◆ **EXERCISE**
Print the line that contains "pin: the chair backrest, one" and every line after it through the last line of the records below, exactly as written and nothing else.

◆ **Records of labeled points**
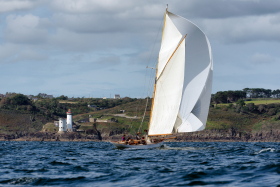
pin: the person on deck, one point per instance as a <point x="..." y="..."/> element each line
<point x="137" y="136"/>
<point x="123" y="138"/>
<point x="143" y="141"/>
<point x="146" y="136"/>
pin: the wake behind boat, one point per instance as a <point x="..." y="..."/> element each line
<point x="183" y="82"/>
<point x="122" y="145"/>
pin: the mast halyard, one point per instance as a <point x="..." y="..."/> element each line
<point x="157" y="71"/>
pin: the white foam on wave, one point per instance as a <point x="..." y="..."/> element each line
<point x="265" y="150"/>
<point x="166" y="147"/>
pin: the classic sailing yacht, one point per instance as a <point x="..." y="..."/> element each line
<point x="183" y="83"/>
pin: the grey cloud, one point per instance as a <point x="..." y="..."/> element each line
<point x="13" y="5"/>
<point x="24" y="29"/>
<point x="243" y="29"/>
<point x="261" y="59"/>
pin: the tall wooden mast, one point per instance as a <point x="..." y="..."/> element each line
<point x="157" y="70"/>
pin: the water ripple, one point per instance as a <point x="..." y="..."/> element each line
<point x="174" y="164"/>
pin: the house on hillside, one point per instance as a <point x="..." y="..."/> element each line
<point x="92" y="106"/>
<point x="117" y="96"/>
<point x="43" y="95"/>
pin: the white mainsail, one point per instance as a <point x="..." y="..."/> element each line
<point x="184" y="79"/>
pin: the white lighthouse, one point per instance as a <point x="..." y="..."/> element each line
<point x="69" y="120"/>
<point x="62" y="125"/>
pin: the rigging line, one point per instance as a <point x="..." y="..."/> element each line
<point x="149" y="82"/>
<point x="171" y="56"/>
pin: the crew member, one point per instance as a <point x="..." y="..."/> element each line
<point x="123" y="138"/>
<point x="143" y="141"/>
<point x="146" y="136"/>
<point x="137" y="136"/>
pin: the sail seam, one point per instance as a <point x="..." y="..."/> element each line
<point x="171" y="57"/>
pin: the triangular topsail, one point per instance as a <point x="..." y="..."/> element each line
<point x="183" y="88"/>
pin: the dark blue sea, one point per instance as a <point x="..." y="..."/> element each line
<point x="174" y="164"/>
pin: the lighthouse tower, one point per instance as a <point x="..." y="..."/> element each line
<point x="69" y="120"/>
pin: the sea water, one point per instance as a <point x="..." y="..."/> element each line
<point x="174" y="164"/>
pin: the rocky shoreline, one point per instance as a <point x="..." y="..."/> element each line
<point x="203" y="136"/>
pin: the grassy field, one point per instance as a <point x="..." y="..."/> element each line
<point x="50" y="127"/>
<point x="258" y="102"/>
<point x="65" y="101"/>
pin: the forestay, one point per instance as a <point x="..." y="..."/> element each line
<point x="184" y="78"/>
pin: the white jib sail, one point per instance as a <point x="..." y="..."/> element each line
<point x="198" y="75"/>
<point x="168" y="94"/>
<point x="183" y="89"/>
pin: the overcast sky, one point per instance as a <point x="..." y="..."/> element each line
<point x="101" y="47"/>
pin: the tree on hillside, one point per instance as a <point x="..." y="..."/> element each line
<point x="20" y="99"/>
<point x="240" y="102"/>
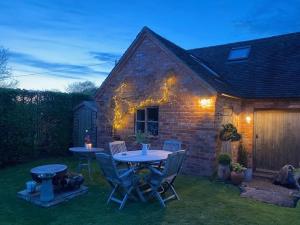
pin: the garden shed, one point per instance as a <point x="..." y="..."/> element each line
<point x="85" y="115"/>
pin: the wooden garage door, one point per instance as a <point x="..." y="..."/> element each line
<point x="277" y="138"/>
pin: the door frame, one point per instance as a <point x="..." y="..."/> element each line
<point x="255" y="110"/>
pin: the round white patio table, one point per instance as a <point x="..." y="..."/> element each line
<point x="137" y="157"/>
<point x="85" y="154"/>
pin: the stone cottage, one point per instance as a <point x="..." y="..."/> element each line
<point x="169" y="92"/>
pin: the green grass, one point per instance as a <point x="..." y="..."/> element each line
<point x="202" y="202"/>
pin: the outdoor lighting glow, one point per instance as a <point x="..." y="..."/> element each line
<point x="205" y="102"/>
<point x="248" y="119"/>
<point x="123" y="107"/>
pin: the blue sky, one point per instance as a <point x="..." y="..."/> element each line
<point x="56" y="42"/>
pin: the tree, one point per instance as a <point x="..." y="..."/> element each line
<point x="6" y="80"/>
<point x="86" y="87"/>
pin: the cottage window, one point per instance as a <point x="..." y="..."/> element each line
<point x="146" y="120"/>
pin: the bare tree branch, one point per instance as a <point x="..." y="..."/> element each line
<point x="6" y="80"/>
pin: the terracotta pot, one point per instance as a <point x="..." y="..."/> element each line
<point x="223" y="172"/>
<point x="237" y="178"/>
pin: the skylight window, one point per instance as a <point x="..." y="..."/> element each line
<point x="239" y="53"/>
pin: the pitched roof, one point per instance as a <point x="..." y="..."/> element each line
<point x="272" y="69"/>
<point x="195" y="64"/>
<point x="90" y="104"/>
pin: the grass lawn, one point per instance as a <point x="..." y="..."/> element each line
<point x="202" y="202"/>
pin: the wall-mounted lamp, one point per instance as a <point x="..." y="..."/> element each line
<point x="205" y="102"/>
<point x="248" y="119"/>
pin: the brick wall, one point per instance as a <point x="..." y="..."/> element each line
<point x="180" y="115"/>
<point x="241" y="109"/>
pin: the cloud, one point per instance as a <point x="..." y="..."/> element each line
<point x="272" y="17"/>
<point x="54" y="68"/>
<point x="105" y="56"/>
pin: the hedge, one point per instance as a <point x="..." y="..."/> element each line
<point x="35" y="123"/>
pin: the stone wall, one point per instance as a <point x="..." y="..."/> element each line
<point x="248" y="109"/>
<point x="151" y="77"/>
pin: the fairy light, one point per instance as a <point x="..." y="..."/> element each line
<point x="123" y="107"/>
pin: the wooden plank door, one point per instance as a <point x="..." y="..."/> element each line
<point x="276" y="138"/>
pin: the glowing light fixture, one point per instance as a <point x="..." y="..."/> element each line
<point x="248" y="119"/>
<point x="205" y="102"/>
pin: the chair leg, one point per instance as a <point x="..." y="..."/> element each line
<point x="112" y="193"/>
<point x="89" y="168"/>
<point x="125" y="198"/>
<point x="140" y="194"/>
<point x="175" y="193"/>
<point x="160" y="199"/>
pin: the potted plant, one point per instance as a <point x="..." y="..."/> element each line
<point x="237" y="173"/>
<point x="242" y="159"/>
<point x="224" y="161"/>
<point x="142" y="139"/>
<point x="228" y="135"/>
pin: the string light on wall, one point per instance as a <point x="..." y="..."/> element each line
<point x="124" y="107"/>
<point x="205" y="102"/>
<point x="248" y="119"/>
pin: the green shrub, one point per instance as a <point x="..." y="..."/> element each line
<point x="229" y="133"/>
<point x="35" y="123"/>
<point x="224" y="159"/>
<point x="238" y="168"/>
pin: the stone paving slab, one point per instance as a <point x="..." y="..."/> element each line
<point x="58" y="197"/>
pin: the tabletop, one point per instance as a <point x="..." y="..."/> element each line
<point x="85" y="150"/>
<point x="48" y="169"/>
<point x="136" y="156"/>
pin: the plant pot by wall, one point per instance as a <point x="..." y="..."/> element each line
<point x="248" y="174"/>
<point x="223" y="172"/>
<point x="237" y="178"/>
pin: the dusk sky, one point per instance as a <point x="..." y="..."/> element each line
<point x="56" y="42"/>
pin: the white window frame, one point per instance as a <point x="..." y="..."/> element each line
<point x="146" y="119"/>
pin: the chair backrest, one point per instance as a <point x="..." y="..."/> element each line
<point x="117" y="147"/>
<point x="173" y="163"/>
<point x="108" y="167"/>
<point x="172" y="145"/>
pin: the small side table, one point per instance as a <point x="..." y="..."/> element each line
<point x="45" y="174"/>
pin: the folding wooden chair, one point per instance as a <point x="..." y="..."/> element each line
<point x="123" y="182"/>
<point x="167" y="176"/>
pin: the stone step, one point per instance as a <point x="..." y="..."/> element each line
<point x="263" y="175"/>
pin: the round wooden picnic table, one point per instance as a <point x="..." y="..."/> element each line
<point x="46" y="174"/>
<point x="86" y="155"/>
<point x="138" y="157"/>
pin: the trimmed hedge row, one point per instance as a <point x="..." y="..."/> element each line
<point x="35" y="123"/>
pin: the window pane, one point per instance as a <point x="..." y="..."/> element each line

◆ **ANSWER FOR THIS EXERCISE**
pin: the chair backrest, one point per instance as a <point x="..." y="..."/> element each line
<point x="117" y="147"/>
<point x="173" y="163"/>
<point x="108" y="167"/>
<point x="172" y="145"/>
pin: the small side table, one point per instance as a <point x="..." y="..."/> element each line
<point x="45" y="174"/>
pin: the folding wooden chair, one point per instance as a <point x="..." y="..."/> element each line
<point x="123" y="182"/>
<point x="167" y="176"/>
pin: the stone step, one point per instance as a <point x="..." y="..."/> element each line
<point x="263" y="175"/>
pin: the round wooden picnic table, one point per instance as a <point x="..." y="..."/> element each line
<point x="46" y="174"/>
<point x="86" y="155"/>
<point x="138" y="157"/>
pin: the trimmed hedge row, one point per instance as a <point x="..." y="..."/> element each line
<point x="35" y="123"/>
pin: the window pane, one point per instance as a <point x="..." y="..."/> element each line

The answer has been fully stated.